Line by line, print the records exactly.
+--
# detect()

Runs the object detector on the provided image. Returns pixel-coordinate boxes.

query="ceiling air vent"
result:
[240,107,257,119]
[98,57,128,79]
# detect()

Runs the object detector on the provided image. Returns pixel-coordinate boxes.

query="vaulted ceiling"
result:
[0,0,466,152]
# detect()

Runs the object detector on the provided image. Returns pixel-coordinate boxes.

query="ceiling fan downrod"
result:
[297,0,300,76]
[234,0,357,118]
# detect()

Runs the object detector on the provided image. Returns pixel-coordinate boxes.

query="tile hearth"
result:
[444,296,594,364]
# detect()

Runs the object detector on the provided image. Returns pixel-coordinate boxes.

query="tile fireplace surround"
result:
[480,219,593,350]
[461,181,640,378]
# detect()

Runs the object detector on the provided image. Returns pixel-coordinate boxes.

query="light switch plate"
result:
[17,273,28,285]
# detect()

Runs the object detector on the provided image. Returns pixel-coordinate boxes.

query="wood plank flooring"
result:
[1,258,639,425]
+--
» **RESULT**
# detect()

Runs the object detector on the provided image. Returns pixel-coordinate boxes.

query="ceiling air vent"
result:
[240,107,257,119]
[98,57,128,79]
# detect()

Runs the object detector on the provided image. Returns pixel-coordinate boxes.

query="vaulted ceiling"
result:
[0,0,466,152]
# detect()

Runs the object detector on the provided image. Returns pixel-coordinate boxes.

query="ceiling fan downrod"
result:
[297,0,300,76]
[234,0,357,118]
# detect()

Runs the object detector on the provided image. Returns pixel-coordinate boxes.

query="tile hearth"
result:
[444,296,594,364]
# detect()

Runs the object detector on the provided image. Returns pixel-coordinate boxes.

query="tile fireplace surround"
result:
[480,219,593,350]
[461,181,640,378]
# detect()

Runs the object detector on the provided image. Returns pixel-coordinate boxes.

query="light switch plate"
result:
[17,273,28,285]
# detect()

Runs the object detector on the provided image. Returns pixel-coordinate boxes.

query="wood plank flooring"
result:
[1,258,639,425]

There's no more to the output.